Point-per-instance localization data
===

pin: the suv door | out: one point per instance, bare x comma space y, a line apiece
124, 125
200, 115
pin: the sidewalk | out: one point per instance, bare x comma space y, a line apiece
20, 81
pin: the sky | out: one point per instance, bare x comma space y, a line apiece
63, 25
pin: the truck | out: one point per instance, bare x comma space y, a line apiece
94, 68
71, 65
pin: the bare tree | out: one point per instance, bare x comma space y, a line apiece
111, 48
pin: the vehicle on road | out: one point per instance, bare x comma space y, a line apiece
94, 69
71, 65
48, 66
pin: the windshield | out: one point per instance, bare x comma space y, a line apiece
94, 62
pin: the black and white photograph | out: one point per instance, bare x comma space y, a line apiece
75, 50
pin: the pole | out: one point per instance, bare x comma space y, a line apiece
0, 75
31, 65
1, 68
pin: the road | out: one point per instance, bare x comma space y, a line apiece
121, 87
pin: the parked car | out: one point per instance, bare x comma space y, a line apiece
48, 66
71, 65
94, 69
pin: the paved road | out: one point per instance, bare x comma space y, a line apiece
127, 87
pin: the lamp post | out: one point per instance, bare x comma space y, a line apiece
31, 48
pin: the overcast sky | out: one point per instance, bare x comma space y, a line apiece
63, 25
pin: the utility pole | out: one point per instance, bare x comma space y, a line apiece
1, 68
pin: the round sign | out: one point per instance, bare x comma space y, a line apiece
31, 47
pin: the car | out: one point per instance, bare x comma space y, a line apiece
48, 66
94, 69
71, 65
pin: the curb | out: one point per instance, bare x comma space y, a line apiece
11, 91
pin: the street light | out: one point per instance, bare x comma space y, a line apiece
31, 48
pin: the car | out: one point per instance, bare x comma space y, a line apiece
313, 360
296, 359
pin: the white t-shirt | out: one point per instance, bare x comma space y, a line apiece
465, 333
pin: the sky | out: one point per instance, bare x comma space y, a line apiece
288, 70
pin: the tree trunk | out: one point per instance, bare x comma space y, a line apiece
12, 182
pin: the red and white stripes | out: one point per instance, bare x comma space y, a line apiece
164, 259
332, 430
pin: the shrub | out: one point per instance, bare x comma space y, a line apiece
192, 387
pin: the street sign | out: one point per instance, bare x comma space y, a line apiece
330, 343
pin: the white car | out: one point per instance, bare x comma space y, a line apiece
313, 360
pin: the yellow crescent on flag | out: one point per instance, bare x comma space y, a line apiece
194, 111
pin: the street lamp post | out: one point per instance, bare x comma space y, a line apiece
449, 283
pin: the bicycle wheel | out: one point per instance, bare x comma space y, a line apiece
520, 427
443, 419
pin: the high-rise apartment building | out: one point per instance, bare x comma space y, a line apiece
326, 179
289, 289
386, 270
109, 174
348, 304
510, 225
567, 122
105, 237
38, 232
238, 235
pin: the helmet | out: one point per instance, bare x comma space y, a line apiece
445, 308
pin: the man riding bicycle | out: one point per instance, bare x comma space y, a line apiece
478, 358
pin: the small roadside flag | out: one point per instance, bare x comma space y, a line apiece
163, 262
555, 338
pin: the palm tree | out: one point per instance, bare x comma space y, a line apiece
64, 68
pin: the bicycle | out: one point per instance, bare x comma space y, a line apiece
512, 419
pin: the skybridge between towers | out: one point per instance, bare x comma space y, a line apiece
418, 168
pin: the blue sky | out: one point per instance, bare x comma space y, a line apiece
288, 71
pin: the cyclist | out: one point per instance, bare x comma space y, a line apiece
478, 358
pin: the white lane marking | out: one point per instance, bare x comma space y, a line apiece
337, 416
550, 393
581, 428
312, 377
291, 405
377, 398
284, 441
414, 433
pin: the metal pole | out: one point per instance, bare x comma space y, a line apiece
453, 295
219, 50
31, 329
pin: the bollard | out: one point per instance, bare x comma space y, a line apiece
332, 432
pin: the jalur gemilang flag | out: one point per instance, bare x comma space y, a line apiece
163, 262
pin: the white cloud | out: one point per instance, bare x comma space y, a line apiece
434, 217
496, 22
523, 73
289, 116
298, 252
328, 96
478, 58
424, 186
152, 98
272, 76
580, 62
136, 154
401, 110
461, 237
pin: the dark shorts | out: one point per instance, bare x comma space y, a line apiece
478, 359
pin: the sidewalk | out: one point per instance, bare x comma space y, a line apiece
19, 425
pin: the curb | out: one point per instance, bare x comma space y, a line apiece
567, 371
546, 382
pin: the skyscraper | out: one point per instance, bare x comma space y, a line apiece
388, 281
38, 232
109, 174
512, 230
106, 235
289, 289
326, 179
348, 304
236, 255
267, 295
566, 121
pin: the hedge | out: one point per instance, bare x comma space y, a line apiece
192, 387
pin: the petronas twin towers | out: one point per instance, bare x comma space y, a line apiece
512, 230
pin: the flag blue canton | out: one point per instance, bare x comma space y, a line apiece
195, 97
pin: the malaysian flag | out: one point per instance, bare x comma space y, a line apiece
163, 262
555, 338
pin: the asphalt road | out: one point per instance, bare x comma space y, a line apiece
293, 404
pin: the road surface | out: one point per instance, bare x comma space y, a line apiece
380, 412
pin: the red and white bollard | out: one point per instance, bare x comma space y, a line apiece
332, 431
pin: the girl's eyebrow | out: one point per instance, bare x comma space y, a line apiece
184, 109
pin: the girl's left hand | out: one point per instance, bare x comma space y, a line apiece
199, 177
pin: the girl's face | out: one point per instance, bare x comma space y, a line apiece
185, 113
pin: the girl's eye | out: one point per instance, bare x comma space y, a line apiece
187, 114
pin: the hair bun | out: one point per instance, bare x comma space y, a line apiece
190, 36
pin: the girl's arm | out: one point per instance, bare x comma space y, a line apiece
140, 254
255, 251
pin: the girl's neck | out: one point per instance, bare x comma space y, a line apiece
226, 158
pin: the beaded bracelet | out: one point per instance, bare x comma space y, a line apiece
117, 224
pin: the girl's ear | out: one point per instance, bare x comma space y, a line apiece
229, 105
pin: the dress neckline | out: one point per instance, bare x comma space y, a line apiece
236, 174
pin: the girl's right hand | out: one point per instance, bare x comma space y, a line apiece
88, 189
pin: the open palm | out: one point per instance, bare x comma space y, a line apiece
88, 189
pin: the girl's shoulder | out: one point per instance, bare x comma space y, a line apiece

===

ABOUT THIS TASK → Please copy the data above in its entirety, exactly as written.

YOUR SOLUTION →
pin: the suv door | out: one point per instance, bare x comma space y, a line apiece
124, 125
200, 115
pin: the sidewalk | out: one point per instance, bare x comma space y, a line apiece
20, 81
pin: the sky | out: one point per instance, bare x comma space y, a line apiece
63, 25
pin: the truck | out: one point per instance, bare x comma space y, a line apiece
94, 68
71, 65
pin: the bare tree | out: one point per instance, bare x comma space y, a line apiece
111, 48
pin: the vehicle on road | out: one point per instance, bare x comma space y, a line apiece
94, 69
71, 65
48, 66
pin: the windshield | out: one point per instance, bare x comma space y, a line apiece
94, 62
pin: the black and white photograph | out: one point per instance, bare x comma space y, a line apiece
75, 50
pin: the pole | out: one point per instance, bare x comma space y, a line apiece
0, 75
31, 65
1, 68
pin: the road | out: one point per instance, bare x comma space y, a line apiece
121, 87
pin: the parked car | out: one point per instance, bare x comma space y, a line apiece
48, 66
71, 65
94, 69
pin: the paved road | out: one point per instance, bare x comma space y, a line apiece
127, 87
pin: the lamp post | out: one point per instance, bare x comma space y, a line apiece
31, 48
pin: the overcast sky | out: one point per instance, bare x comma space y, a line apiece
63, 25
pin: the utility pole | out: one point per instance, bare x comma space y, a line apiece
1, 68
pin: the round sign | out: one point per instance, bare x comma space y, a line apiece
31, 47
pin: the car | out: one point per instance, bare x comma space y, a line apiece
48, 66
94, 69
71, 65
pin: the curb | out: one point per instance, bare x comma space y, a line apiece
11, 91
pin: the street light | out: one point per instance, bare x comma space y, a line apiece
31, 48
pin: the car | out: one point per instance, bare x comma space y, a line apiece
313, 360
296, 359
pin: the white t-shirt | out: one point per instance, bare x comma space y, a line apiece
465, 333
pin: the sky | out: one point per instance, bare x comma space y, a line apiece
288, 70
pin: the tree trunk | out: one point per instance, bare x comma space y, a line apiece
12, 182
pin: the red and white stripes | out: one point per instance, bare x comma space y, a line apiece
164, 259
332, 430
pin: the shrub | out: one point per instance, bare x comma space y, a line apiece
192, 387
pin: the street sign | out: one point per instance, bare x comma space y, a line apiece
330, 343
pin: the white car | out: one point per instance, bare x comma space y, a line apiece
313, 360
pin: the yellow crescent on flag | out: one point per instance, bare x comma space y, a line apiece
194, 111
pin: the street lamp post | out: one point per instance, bare x comma space y, a line apiece
449, 283
pin: the bicycle wheel | out: one point per instance, bare x comma space y, a line apiece
520, 427
443, 419
pin: the high-rise apartment building | out: one point per instance, bare x comma space y, a line apiece
326, 179
289, 289
386, 270
109, 174
348, 304
510, 225
567, 122
105, 237
38, 232
238, 235
pin: the helmet | out: one point per instance, bare x comma space y, a line apiece
445, 308
pin: the man riding bicycle | out: one point per instance, bare x comma space y, a line apiece
478, 358
pin: the small roadside flag | out: one point per instance, bare x comma space y, a line apiece
163, 262
555, 338
pin: the palm tree | out: one point per instance, bare x comma space y, a line apiece
64, 68
pin: the bicycle | out: one point per instance, bare x comma space y, a line apiece
512, 419
pin: the skybridge between towers | out: one point per instance, bare x comma space y, a line apiece
418, 168
pin: the blue sky | out: one point per instance, bare x comma space y, a line apiece
288, 71
pin: the cyclist | out: one point per instance, bare x comma space y, a line apiece
478, 358
pin: the white lane marking | out: one point per instance, bare x comma space y, a line apiece
337, 416
550, 393
581, 428
312, 377
291, 405
377, 398
284, 441
414, 433
pin: the metal pole | out: one point per instance, bare x comma space y, a line apiece
453, 295
219, 50
31, 329
pin: the bollard | out: one point per instance, bare x comma space y, a line apiece
332, 432
pin: the jalur gemilang flag | out: one point per instance, bare x comma space y, a line apiece
163, 262
pin: the white cloud | out: one point per instance, bare x comma space y, a line apiece
434, 217
496, 22
523, 73
289, 116
298, 252
328, 96
478, 58
424, 186
152, 98
272, 76
580, 62
136, 154
401, 110
461, 237
pin: the dark shorts | out: one point per instance, bare x comma space y, a line apiece
478, 359
pin: the sidewalk | out: one point per instance, bare x comma space y, a line apiece
19, 425
pin: the curb | out: one point per instance, bare x comma space y, a line apiece
567, 371
546, 382
pin: the skyscraper | out: one point per instance, bare x comma space y, a line apiece
388, 281
38, 232
109, 174
512, 230
106, 235
289, 289
326, 179
348, 304
236, 255
267, 295
566, 121
pin: the hedge | out: one point per instance, bare x comma space y, a line apiece
192, 387
pin: the petronas twin towers | out: one point per instance, bare x comma space y, a line apiece
512, 230
pin: the flag blue canton | out: one point per instance, bare x comma space y, a line apiece
195, 97
pin: the malaysian flag | out: one point per instance, bare x comma space y, a line apiece
163, 262
555, 338
pin: the asphalt road | out: one point per instance, bare x comma space y, a line apiece
293, 404
pin: the road surface | out: one point per instance, bare x comma space y, a line apiece
380, 412
pin: the red and white bollard | out: one point per instance, bare x comma space y, a line apiece
332, 431
pin: the girl's eyebrow | out: one point per instance, bare x comma space y, a line apiece
184, 109
pin: the girl's left hand | out: one point per instance, bare x comma space y, a line apiece
199, 177
pin: the girl's face | out: one point per instance, bare x comma space y, a line apiece
185, 113
pin: the girl's eye | out: one point per instance, bare x comma space y, a line apiece
187, 114
pin: the hair bun | out: one point per instance, bare x comma space y, a line apiece
190, 36
pin: the girl's arm | out: one point per instance, bare x comma space y, a line apiece
140, 254
255, 251
pin: the girl's neck | out: one point per instance, bare x comma space y, a line apiece
226, 158
pin: the beaded bracelet | out: one point per instance, bare x comma space y, a line apiece
117, 224
pin: the girl's ear | out: one point per instance, bare x comma space y, a line apiece
229, 105
pin: the dress neckline | out: one point per instance, bare x comma space y, a line apiece
236, 174
pin: the girl's right hand | out: one point per instance, bare x comma space y, a line apiece
88, 189
pin: the open palm | out: one point per instance, bare x comma space y, a line apiece
88, 189
pin: the girl's shoulder | out: one point per instance, bare x comma space y, a line apiece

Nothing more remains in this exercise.